LISTED RECORDS |

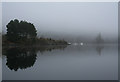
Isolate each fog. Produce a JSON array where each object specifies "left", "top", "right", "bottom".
[{"left": 2, "top": 2, "right": 118, "bottom": 43}]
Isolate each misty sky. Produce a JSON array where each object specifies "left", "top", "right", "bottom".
[{"left": 2, "top": 2, "right": 118, "bottom": 42}]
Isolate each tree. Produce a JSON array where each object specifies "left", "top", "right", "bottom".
[
  {"left": 96, "top": 33, "right": 104, "bottom": 44},
  {"left": 6, "top": 19, "right": 37, "bottom": 42}
]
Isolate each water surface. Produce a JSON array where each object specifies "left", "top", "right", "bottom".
[{"left": 2, "top": 44, "right": 118, "bottom": 80}]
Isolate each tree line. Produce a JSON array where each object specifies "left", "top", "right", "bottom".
[{"left": 3, "top": 19, "right": 68, "bottom": 46}]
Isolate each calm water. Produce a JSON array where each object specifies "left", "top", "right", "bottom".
[{"left": 2, "top": 44, "right": 118, "bottom": 80}]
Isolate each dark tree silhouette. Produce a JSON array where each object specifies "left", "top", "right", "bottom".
[{"left": 6, "top": 19, "right": 37, "bottom": 42}]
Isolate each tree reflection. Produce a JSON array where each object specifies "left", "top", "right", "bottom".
[
  {"left": 3, "top": 45, "right": 67, "bottom": 71},
  {"left": 96, "top": 45, "right": 104, "bottom": 55},
  {"left": 5, "top": 48, "right": 37, "bottom": 71},
  {"left": 38, "top": 45, "right": 67, "bottom": 53}
]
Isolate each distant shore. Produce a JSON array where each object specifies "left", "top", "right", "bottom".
[{"left": 2, "top": 34, "right": 68, "bottom": 47}]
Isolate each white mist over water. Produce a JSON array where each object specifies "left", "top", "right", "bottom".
[{"left": 2, "top": 2, "right": 118, "bottom": 43}]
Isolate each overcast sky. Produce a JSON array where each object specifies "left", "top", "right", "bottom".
[{"left": 2, "top": 2, "right": 118, "bottom": 42}]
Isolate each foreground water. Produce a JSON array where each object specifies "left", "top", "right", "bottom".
[{"left": 2, "top": 44, "right": 118, "bottom": 80}]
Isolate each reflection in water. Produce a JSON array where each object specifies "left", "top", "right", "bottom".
[
  {"left": 5, "top": 48, "right": 37, "bottom": 71},
  {"left": 3, "top": 45, "right": 67, "bottom": 71},
  {"left": 2, "top": 44, "right": 118, "bottom": 80},
  {"left": 96, "top": 45, "right": 104, "bottom": 55}
]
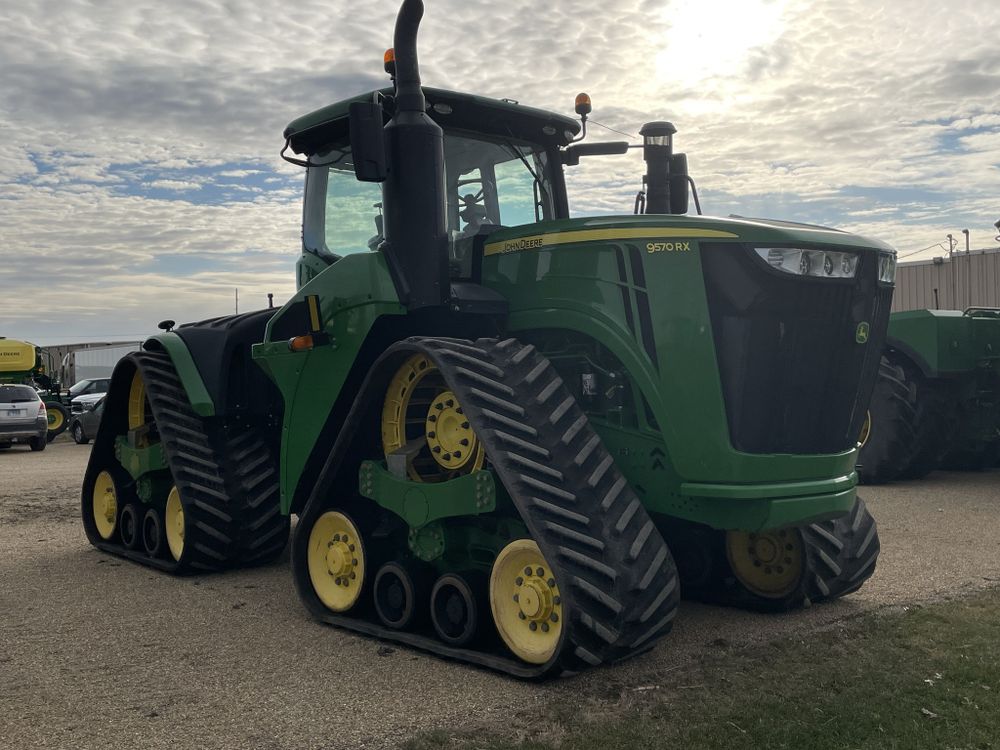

YOUR GOAL | Each record above goes into the copy unchanged; the pictures do not.

RESPONSE TO THIS EXERCISE |
Isolate each fog. Produce a JSON array where each object specifies "left", "top", "right", "bottom".
[{"left": 2, "top": 2, "right": 118, "bottom": 43}]
Isolate each misty sky. Produce a JSON array where each object specifies "left", "top", "right", "bottom".
[{"left": 2, "top": 2, "right": 118, "bottom": 42}]
Isolate each tree. Produce a JSON array where each object specifies "left", "top", "right", "bottom".
[
  {"left": 96, "top": 33, "right": 104, "bottom": 44},
  {"left": 6, "top": 19, "right": 37, "bottom": 42}
]
Isolate each water surface. Produce a JSON array where each object specifies "left", "top", "right", "bottom".
[{"left": 2, "top": 44, "right": 118, "bottom": 80}]
Isolate each tree line. Produce a JSON array where each object specifies "left", "top", "right", "bottom".
[{"left": 3, "top": 19, "right": 68, "bottom": 46}]
Isolate each calm water. Produce a JSON array where each object specifies "left", "top", "right", "bottom".
[{"left": 2, "top": 44, "right": 118, "bottom": 80}]
Isolate each dark tree silhouette. Produce a JSON array where each object specifies "left", "top", "right", "bottom".
[{"left": 6, "top": 19, "right": 37, "bottom": 42}]
Isolate each tree reflection. Produce a JSON array where each object specifies "left", "top", "right", "bottom".
[
  {"left": 3, "top": 45, "right": 67, "bottom": 71},
  {"left": 96, "top": 45, "right": 104, "bottom": 55},
  {"left": 5, "top": 48, "right": 37, "bottom": 71},
  {"left": 38, "top": 45, "right": 67, "bottom": 53}
]
Isolate each distant shore. Produce a JSON array where each object specifies "left", "top", "right", "bottom".
[{"left": 2, "top": 34, "right": 68, "bottom": 47}]
Isolate each white mist over water. Produce a JSON array where each object specifies "left", "top", "right", "bottom".
[{"left": 2, "top": 2, "right": 118, "bottom": 43}]
Isolate each overcast sky. Produce a JSON array where each object specifies "left", "top", "right", "bottom".
[{"left": 2, "top": 2, "right": 118, "bottom": 42}]
Isolate each foreground water. Produce a JSON array where each object specifies "left", "top", "right", "bottom".
[{"left": 2, "top": 44, "right": 118, "bottom": 80}]
Isolate each reflection in water. Produce a JSON array where each object specifies "left", "top", "right", "bottom".
[
  {"left": 5, "top": 48, "right": 37, "bottom": 71},
  {"left": 3, "top": 45, "right": 67, "bottom": 71},
  {"left": 2, "top": 44, "right": 118, "bottom": 80},
  {"left": 96, "top": 45, "right": 104, "bottom": 55}
]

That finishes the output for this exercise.